● Page excerpt
────────

SINGAPORE: Asian oil refiners are reaping their highest profits ever this week, spurred by higher fuel demand during peak holiday seasons as more economies recover from the COVID-19 pandemic while the region ramps up exports to Europe to replace a Russia shortfall.
Profit margins for a complex refinery in Singapore, the bellwether for Asian refiners, tipped over $20 a barrel on Wednesday.
Gasoline, diesel and jet fuel crack spreads hit new highs of $22, $46 and $36 per barrel respectively amid a transport boom as more economies ease COVID restrictions. But supply remains tight following lower fuel exports from China and disruption to trade flows of Russian oil due to international sanctions, said Hui Ting Sim, an analyst at Moody’s Investors Service.
“The recent surge in diesel crack spreads driven by shortages in Europe will also push refiners to ramp up output of diesel over gasoline, thereby reducing gasoline supply,” he added. Strong margins will benefit export-oriented refiners such as South Korea’s SK Energy and S-Oil Corp, as well as Taiwan’s Formosa Petrochemical Corp.

────────

● Entries shown
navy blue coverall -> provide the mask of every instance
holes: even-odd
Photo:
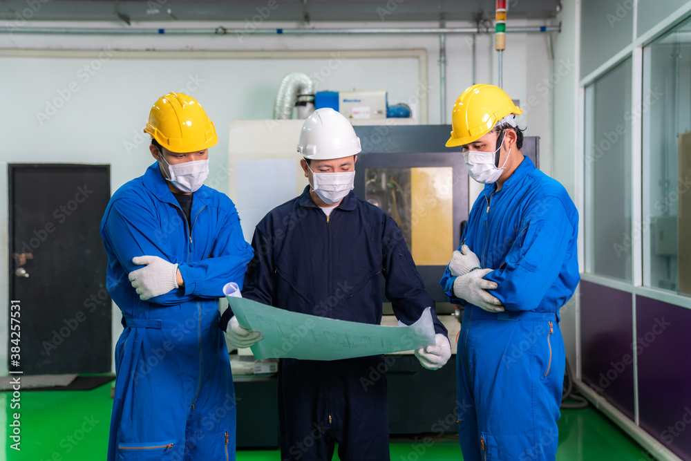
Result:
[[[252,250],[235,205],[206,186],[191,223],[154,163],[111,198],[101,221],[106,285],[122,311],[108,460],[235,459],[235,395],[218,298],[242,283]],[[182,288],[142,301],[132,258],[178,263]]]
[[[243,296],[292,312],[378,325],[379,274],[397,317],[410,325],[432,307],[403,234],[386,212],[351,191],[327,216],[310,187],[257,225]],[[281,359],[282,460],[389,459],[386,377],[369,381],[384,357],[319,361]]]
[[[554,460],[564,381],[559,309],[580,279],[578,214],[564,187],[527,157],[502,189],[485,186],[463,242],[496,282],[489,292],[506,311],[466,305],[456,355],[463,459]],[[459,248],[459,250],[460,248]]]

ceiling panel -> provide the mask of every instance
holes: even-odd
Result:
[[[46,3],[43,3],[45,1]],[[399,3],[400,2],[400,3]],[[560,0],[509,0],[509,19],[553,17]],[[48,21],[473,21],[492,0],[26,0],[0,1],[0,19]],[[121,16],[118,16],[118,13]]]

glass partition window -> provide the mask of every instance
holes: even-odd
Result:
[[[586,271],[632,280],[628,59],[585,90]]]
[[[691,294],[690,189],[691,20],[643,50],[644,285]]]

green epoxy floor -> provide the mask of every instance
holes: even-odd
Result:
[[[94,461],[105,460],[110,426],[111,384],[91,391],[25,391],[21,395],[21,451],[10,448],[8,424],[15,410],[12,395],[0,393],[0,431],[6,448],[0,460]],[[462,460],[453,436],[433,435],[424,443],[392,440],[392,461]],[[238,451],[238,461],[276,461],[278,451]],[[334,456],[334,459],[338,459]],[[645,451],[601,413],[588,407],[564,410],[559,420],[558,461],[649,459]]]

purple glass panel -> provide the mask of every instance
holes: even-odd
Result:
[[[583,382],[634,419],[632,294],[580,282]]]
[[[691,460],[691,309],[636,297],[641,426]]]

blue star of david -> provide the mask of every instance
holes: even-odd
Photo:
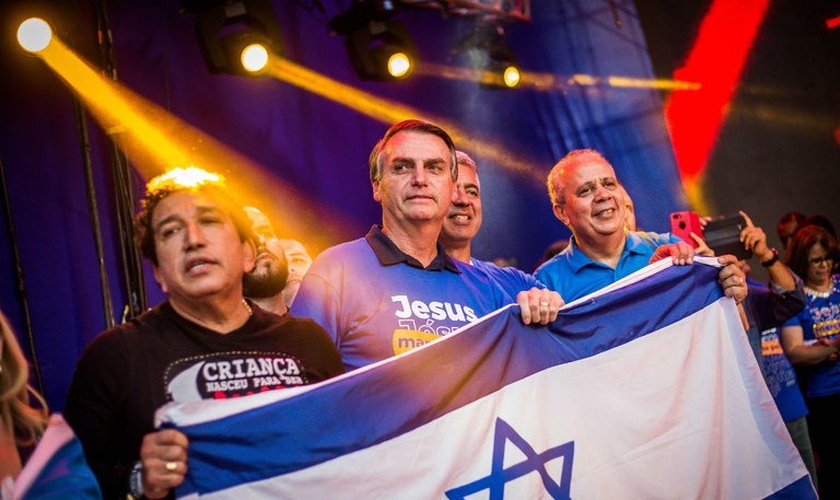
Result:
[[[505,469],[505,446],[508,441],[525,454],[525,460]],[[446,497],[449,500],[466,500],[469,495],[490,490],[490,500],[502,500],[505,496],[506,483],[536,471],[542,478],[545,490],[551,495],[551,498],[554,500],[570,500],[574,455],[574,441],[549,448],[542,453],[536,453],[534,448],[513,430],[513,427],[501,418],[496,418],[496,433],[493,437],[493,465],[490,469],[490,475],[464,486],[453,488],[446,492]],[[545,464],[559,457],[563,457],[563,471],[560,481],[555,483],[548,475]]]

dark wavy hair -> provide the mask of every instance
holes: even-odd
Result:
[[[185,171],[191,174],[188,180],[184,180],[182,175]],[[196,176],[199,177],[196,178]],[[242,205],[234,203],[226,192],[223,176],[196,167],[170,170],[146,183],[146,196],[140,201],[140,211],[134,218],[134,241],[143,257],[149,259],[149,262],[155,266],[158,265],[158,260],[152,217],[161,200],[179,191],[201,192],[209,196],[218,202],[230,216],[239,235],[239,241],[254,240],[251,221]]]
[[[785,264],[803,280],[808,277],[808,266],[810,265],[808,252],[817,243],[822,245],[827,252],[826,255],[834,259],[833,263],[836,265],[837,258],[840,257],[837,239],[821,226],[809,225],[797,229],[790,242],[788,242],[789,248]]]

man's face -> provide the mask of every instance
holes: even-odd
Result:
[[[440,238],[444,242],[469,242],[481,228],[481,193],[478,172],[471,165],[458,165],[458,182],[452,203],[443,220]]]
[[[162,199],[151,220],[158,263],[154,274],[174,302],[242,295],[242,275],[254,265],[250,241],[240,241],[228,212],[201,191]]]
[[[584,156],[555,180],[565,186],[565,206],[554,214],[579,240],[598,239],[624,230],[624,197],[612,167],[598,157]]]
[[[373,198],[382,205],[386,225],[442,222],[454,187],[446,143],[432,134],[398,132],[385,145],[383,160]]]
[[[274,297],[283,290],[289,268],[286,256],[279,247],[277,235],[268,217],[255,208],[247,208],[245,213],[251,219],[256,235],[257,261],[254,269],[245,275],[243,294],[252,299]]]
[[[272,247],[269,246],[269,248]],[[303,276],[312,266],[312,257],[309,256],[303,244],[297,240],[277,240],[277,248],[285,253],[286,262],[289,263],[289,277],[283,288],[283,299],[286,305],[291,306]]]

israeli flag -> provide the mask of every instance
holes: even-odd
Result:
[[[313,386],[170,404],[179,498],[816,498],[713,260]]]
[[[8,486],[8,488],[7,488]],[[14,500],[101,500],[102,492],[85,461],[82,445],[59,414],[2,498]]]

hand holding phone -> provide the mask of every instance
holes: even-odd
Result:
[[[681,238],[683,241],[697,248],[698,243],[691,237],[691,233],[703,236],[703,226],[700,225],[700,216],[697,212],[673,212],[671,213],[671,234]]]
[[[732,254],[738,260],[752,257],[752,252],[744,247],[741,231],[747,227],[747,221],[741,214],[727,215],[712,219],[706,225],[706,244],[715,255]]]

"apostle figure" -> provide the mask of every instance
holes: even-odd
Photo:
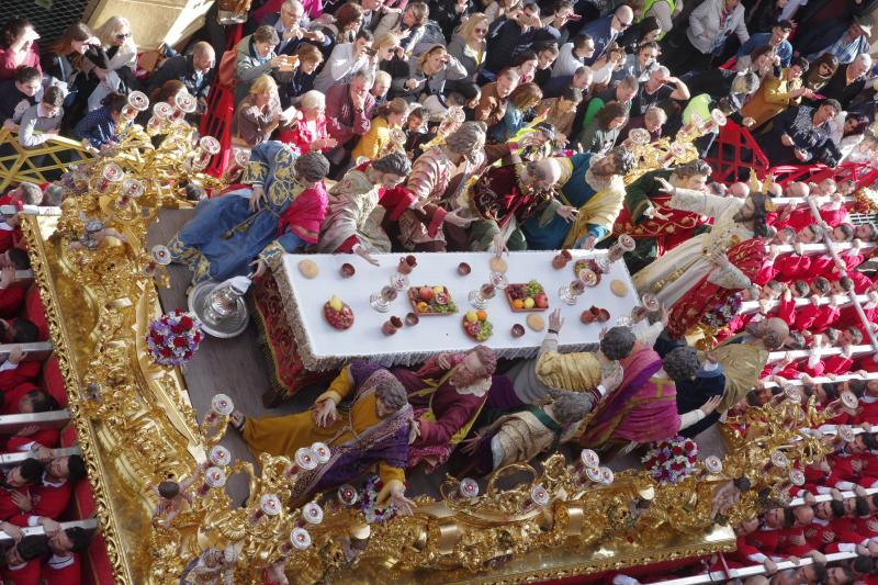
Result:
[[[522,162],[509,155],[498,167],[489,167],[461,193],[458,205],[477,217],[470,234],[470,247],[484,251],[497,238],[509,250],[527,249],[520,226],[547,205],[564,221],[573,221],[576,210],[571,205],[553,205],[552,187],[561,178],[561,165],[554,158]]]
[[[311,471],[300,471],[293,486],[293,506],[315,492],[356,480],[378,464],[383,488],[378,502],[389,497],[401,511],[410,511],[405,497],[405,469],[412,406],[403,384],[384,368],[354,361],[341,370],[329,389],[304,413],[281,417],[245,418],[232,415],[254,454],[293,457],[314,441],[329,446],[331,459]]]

────────

● Task set
1: For each fuel whose crack spread the article on Asian oil refiners reports, list the fuel and the new high it reached.
2: Return, word for word, the passage of the article on Asian oil refiners that opens with the words containing "Profit margins for" and closes with "Formosa Petrochemical Corp.".

● Answers given
1:
- Gasoline: $22 per barrel
- Diesel: $46 per barrel
- Jet fuel: $36 per barrel

2:
Profit margins for a complex refinery in Singapore, the bellwether for Asian refiners, tipped over $20 a barrel on Wednesday.
Gasoline, diesel and jet fuel crack spreads hit new highs of $22, $46 and $36 per barrel respectively amid a transport boom as more economies ease COVID restrictions. But supply remains tight following lower fuel exports from China and disruption to trade flows of Russian oil due to international sanctions, said Hui Ting Sim, an analyst at Moody’s Investors Service.
“The recent surge in diesel crack spreads driven by shortages in Europe will also push refiners to ramp up output of diesel over gasoline, thereby reducing gasoline supply,” he added. Strong margins will benefit export-oriented refiners such as South Korea’s SK Energy and S-Oil Corp, as well as Taiwan’s Formosa Petrochemical Corp.